— START Records to use —
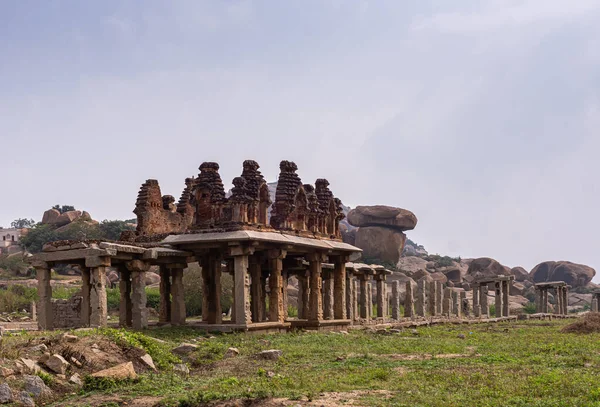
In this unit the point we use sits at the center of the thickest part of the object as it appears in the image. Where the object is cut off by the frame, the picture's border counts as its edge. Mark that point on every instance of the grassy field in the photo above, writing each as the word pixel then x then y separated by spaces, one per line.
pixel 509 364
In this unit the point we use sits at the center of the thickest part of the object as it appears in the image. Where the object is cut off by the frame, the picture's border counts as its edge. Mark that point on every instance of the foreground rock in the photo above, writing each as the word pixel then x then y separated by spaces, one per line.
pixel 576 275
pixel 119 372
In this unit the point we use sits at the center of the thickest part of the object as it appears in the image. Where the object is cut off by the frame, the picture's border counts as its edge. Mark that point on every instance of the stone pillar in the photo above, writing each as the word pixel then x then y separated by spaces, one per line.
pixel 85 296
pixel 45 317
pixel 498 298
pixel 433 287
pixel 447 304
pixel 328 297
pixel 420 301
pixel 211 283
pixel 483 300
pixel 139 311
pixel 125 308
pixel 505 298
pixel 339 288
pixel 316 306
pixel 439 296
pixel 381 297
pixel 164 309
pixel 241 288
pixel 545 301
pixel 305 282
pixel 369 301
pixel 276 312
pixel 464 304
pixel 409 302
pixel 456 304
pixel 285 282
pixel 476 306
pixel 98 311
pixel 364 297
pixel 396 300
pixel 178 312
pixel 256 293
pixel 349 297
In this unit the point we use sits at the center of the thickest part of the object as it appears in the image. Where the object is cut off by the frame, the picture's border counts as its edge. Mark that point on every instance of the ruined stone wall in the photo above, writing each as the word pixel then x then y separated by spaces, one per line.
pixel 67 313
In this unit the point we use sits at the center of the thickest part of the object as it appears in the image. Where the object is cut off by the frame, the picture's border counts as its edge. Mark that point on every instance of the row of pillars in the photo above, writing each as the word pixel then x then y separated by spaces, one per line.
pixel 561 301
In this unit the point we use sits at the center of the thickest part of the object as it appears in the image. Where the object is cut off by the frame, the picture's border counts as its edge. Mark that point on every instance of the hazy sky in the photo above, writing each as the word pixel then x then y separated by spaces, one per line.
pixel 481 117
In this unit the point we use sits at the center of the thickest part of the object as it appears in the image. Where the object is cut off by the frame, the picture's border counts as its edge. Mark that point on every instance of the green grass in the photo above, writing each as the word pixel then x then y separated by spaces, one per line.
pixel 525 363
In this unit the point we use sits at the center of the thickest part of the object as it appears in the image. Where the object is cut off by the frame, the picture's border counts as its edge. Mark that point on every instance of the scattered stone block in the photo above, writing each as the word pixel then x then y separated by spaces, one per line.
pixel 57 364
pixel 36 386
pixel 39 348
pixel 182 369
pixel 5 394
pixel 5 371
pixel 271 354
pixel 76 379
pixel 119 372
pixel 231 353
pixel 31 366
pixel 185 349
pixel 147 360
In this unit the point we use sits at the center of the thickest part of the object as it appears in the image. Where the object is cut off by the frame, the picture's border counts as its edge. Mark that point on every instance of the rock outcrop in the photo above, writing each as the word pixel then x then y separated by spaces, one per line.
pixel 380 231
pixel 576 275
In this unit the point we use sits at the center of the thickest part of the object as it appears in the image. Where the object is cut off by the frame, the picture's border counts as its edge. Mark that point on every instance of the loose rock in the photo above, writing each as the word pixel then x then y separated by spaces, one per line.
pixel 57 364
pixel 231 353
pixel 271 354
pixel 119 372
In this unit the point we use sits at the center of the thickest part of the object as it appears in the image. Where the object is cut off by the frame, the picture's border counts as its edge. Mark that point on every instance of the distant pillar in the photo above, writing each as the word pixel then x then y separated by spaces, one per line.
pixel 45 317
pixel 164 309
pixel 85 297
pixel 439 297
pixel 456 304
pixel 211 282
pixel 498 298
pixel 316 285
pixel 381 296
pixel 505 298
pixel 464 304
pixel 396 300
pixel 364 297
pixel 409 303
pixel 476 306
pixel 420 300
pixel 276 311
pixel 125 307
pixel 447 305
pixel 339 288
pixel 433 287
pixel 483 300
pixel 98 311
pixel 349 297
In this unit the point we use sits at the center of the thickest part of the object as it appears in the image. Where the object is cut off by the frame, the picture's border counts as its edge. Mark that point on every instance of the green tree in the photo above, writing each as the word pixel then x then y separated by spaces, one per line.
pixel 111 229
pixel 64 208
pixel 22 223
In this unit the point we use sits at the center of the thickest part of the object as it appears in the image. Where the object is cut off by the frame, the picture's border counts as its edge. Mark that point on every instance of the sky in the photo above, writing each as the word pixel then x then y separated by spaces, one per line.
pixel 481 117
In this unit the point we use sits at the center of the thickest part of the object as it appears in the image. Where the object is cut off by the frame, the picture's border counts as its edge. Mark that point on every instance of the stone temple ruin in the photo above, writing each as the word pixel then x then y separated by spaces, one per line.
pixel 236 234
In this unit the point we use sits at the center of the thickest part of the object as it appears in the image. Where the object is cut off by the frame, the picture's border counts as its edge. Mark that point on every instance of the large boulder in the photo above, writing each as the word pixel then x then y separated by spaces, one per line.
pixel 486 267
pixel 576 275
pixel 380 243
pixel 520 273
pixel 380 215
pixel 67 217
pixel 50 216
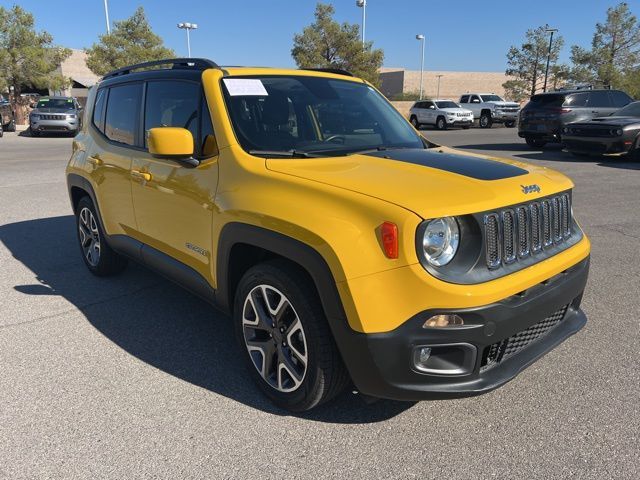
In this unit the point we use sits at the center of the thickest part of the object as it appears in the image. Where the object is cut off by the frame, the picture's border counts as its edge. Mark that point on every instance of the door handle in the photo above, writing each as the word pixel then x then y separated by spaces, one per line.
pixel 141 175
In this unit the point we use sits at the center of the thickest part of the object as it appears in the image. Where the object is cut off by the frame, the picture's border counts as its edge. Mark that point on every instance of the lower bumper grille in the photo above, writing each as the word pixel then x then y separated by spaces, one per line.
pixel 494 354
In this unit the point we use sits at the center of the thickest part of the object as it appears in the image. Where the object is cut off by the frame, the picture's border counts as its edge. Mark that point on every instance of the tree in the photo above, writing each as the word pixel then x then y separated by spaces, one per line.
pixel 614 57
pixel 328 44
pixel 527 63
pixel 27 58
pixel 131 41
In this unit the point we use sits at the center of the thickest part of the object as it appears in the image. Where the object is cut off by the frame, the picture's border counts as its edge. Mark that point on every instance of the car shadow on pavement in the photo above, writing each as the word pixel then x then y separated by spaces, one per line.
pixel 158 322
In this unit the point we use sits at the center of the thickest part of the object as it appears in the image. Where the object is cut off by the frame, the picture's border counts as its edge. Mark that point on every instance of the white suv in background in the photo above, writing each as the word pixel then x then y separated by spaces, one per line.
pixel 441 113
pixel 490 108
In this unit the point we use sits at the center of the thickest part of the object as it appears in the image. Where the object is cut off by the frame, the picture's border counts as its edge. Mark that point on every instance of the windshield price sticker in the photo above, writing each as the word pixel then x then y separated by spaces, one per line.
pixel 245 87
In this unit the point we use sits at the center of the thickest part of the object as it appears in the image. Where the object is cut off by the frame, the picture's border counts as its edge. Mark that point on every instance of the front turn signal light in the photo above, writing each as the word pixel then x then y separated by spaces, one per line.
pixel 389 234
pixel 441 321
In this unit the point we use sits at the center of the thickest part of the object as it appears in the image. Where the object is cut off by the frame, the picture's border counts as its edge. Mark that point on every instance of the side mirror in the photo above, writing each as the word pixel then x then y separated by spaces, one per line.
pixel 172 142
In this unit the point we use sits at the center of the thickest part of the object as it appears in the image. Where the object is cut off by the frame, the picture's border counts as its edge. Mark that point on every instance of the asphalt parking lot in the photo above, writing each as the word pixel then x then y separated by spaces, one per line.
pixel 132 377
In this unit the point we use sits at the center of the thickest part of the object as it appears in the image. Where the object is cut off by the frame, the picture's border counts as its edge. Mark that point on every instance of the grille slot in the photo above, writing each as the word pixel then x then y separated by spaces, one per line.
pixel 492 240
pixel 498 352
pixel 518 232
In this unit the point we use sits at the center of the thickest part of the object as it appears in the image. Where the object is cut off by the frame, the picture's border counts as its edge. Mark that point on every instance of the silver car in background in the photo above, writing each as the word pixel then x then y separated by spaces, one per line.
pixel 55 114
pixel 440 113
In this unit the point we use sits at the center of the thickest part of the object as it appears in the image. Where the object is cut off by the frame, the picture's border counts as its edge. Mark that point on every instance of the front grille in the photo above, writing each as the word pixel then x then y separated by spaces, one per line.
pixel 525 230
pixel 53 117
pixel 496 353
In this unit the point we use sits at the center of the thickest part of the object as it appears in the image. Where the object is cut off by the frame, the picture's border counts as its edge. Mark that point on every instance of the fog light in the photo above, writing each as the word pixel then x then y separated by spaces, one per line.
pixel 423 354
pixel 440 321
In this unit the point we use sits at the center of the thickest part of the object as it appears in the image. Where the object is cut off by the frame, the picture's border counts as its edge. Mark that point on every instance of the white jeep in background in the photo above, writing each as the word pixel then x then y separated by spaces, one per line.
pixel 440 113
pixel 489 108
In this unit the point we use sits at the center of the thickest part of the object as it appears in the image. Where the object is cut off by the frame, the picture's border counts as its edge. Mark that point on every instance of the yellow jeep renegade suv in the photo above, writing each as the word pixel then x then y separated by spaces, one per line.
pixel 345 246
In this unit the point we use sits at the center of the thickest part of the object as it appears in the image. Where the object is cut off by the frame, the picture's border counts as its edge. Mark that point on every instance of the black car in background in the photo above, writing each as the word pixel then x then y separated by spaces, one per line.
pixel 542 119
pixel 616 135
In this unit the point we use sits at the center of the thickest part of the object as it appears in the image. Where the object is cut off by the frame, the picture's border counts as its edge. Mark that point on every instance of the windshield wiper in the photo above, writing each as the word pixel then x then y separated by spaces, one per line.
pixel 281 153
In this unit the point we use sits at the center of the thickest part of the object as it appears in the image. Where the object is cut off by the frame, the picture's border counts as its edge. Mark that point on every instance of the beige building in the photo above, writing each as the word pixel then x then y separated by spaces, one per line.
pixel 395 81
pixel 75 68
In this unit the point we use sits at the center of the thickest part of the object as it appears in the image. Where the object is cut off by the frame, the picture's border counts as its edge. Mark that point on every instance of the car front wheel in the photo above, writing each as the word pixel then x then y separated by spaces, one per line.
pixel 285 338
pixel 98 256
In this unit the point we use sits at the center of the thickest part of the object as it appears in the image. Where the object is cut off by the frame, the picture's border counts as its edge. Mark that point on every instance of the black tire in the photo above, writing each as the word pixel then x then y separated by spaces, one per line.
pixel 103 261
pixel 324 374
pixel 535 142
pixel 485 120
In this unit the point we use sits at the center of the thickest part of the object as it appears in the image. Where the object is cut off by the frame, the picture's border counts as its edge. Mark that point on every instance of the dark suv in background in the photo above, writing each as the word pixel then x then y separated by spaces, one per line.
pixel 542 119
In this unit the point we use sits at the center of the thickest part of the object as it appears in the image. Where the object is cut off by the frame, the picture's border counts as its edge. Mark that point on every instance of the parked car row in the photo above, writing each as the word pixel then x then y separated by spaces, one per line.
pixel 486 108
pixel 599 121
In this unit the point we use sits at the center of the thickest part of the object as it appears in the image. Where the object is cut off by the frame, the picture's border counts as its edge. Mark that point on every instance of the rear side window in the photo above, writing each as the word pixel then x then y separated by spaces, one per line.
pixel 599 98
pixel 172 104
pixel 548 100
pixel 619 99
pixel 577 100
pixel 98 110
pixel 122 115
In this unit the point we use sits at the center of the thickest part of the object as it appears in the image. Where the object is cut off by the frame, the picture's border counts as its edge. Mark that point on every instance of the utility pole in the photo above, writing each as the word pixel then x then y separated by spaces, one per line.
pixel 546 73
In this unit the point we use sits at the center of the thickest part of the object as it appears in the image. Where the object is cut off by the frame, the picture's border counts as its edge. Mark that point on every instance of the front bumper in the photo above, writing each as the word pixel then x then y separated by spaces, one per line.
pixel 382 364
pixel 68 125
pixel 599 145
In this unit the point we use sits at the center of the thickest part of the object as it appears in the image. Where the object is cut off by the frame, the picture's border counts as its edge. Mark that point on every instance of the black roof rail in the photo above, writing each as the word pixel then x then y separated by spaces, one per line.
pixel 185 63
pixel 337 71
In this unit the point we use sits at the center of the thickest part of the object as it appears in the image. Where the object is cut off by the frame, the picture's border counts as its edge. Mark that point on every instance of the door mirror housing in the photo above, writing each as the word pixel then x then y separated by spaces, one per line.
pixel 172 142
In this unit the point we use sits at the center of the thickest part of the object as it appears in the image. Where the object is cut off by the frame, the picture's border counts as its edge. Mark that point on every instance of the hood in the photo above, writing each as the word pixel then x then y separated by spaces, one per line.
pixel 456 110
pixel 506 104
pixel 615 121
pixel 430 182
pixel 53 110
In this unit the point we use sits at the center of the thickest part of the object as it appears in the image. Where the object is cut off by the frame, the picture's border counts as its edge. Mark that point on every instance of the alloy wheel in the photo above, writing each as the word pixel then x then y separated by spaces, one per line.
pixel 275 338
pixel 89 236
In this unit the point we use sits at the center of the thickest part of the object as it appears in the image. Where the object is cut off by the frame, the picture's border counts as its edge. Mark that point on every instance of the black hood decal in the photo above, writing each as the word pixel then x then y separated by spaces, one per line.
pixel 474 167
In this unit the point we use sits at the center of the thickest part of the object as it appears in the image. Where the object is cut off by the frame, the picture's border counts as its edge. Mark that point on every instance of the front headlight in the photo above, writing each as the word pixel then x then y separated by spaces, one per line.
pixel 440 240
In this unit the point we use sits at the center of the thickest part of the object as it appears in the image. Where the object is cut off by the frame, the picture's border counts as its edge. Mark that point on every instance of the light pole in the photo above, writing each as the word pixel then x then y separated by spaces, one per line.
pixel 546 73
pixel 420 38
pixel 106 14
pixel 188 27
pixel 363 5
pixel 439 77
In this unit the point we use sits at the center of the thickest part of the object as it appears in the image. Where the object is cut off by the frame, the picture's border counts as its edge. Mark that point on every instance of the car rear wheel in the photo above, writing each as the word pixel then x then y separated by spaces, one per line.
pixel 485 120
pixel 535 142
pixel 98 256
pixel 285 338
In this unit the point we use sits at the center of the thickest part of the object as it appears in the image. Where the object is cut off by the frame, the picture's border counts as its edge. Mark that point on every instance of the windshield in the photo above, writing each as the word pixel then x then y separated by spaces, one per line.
— END Records to use —
• Request: Reproduce word for word the lines of the listing from the line with "the front grille" through the line with "pixel 345 246", including both of those lines.

• Completed exercise:
In this unit the point we use sits at the center of the thickest part of the object as it appears in the image. Where the object is cut off by the frame, the picture's border counts as its edge. Mark that point on every instance of the front grille in the photo above, writing each as the word pixel then x then y separated by spaces, one per line.
pixel 525 230
pixel 53 117
pixel 496 353
In this unit the point we use sits at the center of the thickest part of the object as it appears in the image. Where the object is cut off by the frame, the picture's border counts as its edge. Mark that point on every instance of the fog light in the photo above, writing each as the word pixel then x then y separated by spaces, one per line.
pixel 423 354
pixel 440 321
In this unit the point we use sits at the center of the thickest part of the object as it appears in the image. Where the object is cut off by the frame, the picture's border counts as its edge. Mark that point on every instance of the white jeep in background in the photo above, writing each as the word pixel then x then y separated by spaces, one per line.
pixel 440 113
pixel 489 108
In this unit the point we use sits at the center of the thickest part of the object as it appears in the image. Where the object is cut off by the frame, the picture's border counts as its edge. Mark that point on every instance of the yellow jeep renegade suv in the photo above, writing each as the word pixel then x then y separated by spaces, one per line.
pixel 345 246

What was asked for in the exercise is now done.